» **PASSAGE TO READ**:
---------------
This tutorial walks through tests/calc.ua line by line.
Why a Calculator?
A calculator is the perfect first "real" program because it exercises every major UA concept:
| Concept | How the Calculator Uses It |
|---|---|
BUFFER | Allocating memory to capture keyboard input |
VAR / GET / SET | Storing and retrieving the parsed numbers |
CALL | Invoking library functions (std_io.print, std_io.read, std_string.parse_int, std_string.to_string) |
CMP / JZ | Branching on the operator character |
ADD / SUB | The actual arithmetic |
LOADB / STOREB | Byte-level work inside parse_int and to_string |
@IMPORT | Pulling in standard libraries |
@ARCH_ONLY | Restricting to supported targets |
The ASCII Trap: Why You Need parse_int and to_string
This is the single most important concept for beginners working close to the metal.
When you type 5 on your keyboard and press Enter, the operating system does not hand your program the number 5. It hands you the byte 0x35 (decimal 53) — the ASCII code for the character '5'. A newline (0x0A) follows it.
So the "number" 42 arrives as three bytes in your buffer:
Buffer: [ 0x34 ] [ 0x32 ] [ 0x0A ] ← raw bytes
'4' '2' '\n'
If you tried to ADD these bytes directly, you'd get 0x34 + 0x32 = 0x66 — which is the letter 'f'. Not helpful.
---------------
» **PROVIDED INFORMATION**:
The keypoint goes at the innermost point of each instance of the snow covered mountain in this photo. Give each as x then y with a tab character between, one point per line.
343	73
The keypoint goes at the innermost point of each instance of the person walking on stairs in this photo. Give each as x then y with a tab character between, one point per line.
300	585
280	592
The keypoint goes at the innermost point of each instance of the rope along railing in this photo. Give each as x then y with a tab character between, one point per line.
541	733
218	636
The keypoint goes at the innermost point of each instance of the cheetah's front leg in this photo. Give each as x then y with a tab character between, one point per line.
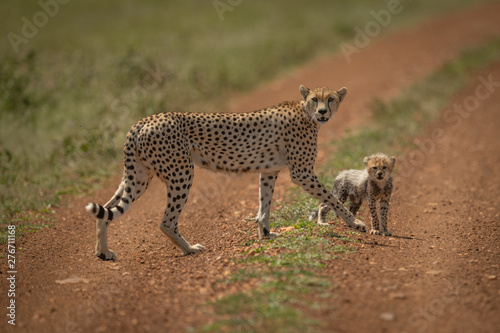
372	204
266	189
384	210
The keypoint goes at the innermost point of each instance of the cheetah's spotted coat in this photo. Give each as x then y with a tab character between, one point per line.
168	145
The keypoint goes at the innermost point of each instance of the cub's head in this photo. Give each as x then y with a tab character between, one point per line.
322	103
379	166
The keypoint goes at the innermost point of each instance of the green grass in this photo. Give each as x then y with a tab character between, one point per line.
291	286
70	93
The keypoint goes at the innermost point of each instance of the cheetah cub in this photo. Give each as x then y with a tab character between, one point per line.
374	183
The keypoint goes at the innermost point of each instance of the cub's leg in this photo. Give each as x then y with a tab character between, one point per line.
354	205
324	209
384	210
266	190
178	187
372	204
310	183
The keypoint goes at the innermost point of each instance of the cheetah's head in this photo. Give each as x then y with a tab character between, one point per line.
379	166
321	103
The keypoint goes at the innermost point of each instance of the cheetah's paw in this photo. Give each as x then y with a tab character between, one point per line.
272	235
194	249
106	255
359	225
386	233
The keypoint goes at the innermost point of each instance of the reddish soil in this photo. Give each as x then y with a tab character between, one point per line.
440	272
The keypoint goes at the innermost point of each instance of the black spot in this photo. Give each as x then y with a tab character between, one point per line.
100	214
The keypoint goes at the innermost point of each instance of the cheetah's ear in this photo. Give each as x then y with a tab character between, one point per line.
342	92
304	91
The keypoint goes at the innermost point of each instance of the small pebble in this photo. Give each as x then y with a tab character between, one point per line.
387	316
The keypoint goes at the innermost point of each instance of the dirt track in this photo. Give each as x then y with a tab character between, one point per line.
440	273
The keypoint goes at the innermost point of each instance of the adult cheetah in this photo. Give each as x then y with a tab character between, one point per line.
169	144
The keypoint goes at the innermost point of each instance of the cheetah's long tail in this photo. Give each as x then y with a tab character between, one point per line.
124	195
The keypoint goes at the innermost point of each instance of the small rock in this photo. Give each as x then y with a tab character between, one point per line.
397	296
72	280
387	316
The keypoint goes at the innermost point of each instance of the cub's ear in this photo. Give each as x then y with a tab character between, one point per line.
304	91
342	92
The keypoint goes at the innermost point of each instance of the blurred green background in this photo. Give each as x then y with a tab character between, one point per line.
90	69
---------------
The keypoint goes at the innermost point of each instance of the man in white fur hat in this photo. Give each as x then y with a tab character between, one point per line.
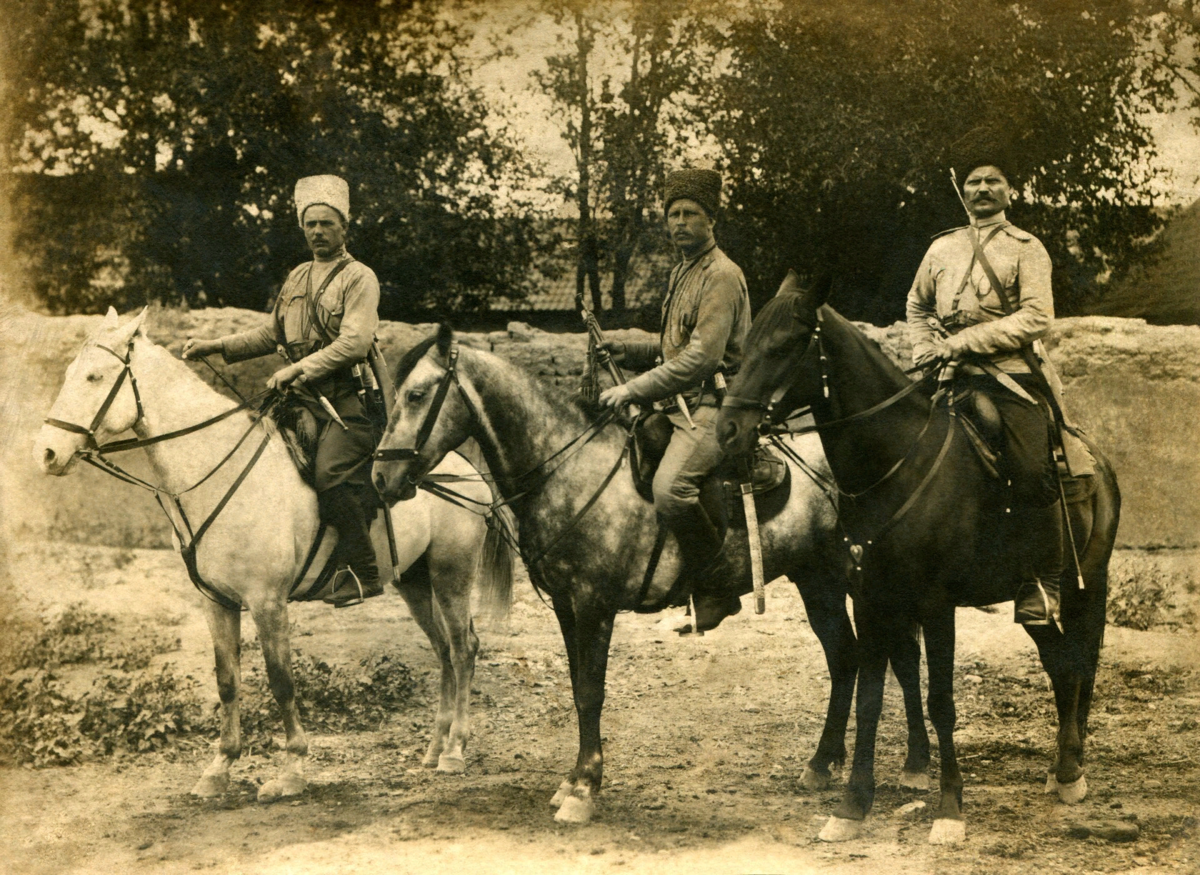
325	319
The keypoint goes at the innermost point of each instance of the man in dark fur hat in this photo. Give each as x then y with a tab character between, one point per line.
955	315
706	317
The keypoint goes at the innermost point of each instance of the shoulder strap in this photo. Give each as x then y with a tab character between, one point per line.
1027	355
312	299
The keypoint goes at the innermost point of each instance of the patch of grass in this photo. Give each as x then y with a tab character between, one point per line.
---------------
» **GOAL A**:
Repeat a stretch of the calculator tutorial word for word. Begin at the words "When you type" and stop after "(0x0A) follows it.".
» **GOAL B**:
Find every line in the rows that contains the string "cheetah", with case counting, and copy each of those lines.
The calculator tutorial and the rows are unrelated to each other.

» **PROBLEM SOLUTION A**:
When you type 5 on your keyboard and press Enter, the operating system does not hand your program the number 5. It hands you the byte 0x35 (decimal 53) — the ASCII code for the character '5'. A newline (0x0A) follows it.

» **PROBLEM SOLUTION B**:
The keypoint goes at the innermost point of each instance of the cheetah's front leg in this photo. Give each as x then y with a tab character between, one point per line.
The keypoint goes at the innermost point of each instance of the cheetah's spotted coat in this photo. Give each as x then y with a tab character between, one point per line.
The keypoint goes at the innermost point of each instance of the cheetah cub in this photo. Give each as x then y with a tab character between, one point per line.
The keypoint goes at the innermost point of each instance of the cheetah's head in this photo. Give each as x then y with a tab character between, one point per line.
The keypoint goes at the innermost point of each instance of the cheetah's paw in this photo. Give each as x then y with a tab character between, one point per line.
The keypoint goes at the innermost point of each instance of the cheetah's ear in this photo. Give each as x then y with a tab character between, one point per line.
The keypoint goes at the innermost point of each instance of the adult cheetah in this photo. Give each as x then y with a tab character between, one point per line.
The keypoint goes at the innermost point of each instance of the cheetah's long tail in this photo. Give each as x then y with a tab character between, one point per line.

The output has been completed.